[READING PASSAGE — start]

Hi atomic honkey, How are you doing today? That is a really good idea to write everything down so as to have it to read as a reminder to yourself. I know how quickly we can forget things at times. So how are you doing with not smoking? Keep taking it one day at a time and keep us posted.

hi guys, i haven't smoked since that last time a couple weeks ago. for me its really quite easy to not do it, its just the occasional slip-up after a few beers or something. i hope i don't slip up anymore. i'm for sure keeping that paper for a reminder of why i don't toke anymore. the fear is in the writing and i hated every second. hopefully as long as i don't puff i'll not have those lousy panik attaks anymore. thanks for the support everyone! do have yourselves a great day 8)

atomic honkey

Hi atomic honkey, Just checking in to see how you are doing? Are you still clean of pot? I hope and pray all is going well with you. Keep taking it one day at a time. Keep us posted on how you are doing. We are here for you. ((((hugs))))

hi guys, thanks for all the support. its really awesome. i've been doing really good. turnin down doobies left right and center. its pretty easy for me to do ifn i can keep my head clear of beer. (thats pretty easy for me too. no slip ups so far, hopefully i can stick to my no pot thing forever this time. so in short, i bin really great and clear headed. i appreciate all the support that comes my way. thanks again :)

take care everybody

atomic honkey

Atomic Honkey,

When you say "hole in the head" and the way you described how you felt, was it as if your spiritual presence that resides in your body became only aware of your internal functioning? As if you could only concentrate what was happening inside your thoughts and as if looking through your eyes, the rest of the world was nothing more than a peripheral movie? You still had a sense of your surroundings, but were so caught up in trying to remain calm and get yourself out of whatever panic you were in?

[READING PASSAGE — finish]

Write a continuation of the forum thread about quitting pot, picking up right after its final sentence. You won't need the rows for this.

[DATA EXTRACT — start]

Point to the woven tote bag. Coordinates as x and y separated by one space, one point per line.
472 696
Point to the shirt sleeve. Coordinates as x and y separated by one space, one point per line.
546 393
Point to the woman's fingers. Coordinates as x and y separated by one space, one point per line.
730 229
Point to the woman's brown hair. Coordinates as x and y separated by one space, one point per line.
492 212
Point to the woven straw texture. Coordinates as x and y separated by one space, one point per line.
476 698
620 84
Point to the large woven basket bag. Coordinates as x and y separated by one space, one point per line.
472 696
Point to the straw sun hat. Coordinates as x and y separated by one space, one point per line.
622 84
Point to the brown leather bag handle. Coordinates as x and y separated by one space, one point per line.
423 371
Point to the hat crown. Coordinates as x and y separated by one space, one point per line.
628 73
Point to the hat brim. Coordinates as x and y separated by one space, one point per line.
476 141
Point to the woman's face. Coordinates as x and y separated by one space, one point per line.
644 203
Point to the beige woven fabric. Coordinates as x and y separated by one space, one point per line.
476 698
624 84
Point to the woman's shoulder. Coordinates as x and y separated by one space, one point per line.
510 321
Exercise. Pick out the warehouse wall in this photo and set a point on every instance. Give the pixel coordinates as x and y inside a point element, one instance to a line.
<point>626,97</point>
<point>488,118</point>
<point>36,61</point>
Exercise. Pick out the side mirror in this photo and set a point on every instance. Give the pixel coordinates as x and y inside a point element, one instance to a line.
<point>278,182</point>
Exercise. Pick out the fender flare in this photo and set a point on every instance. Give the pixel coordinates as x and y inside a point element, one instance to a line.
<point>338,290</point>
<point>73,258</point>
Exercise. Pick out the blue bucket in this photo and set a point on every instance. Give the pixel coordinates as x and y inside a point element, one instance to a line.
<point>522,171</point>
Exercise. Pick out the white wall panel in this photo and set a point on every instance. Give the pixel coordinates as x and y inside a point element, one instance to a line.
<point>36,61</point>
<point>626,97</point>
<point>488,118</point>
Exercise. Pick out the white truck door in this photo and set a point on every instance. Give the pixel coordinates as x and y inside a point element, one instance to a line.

[DATA EXTRACT — finish]

> _TASK RESULT_:
I've had those feelings at times and it feels like not only a panic attack, but that I feel "detached" from reality though I still know whats going on around me... Seems that just my "vision" seems to jump from an external presence to an internal mind-racing struggle to get a grip on myself. On top of it all, I felt my body get weak and sweaty, like I was losing control and my chest got tight. My breathing gets a little shallow and I think I'm going to suffocate or my heart is going to stop, but I know it's not. I'm a healthy 23 year old male and I live a fairly active lifestyle and don't really indulge on illicit recreational activities. I was curious as to more of your mental viewpoint and what you may have done to help break the panic cycle.

I've researched this feeling I had and I came across an article on wikipedia (http://en.wikipedia.org/wiki/Depersonalization) that better explains some of the feelings I experienced when I had a panic attack. Perhaps you can relate?

i haven't checked this out in a while. i'm having a really rough time. something horrible is happening to someone i love and i can't help them except with love and support. i haven't really eaten since saturday, sleeping horribly but the worst part is when i try to go to sleep i get these horrible sensations like i've been smoking pot but i havent and horrible visuals and i swear my heart leaps into my throat rendering me afraid to sleep. i'm so worried about my brother. so i have to get myself sorted(i'm going to the dr in like an hour). i'm needed in 2 places at once and i won't be able to function or keep up if i don't take care of myself. my kids need me here, my family needs me there. i have to get my **** straight.

please do take care and appreciate what you have now. it could change so fast.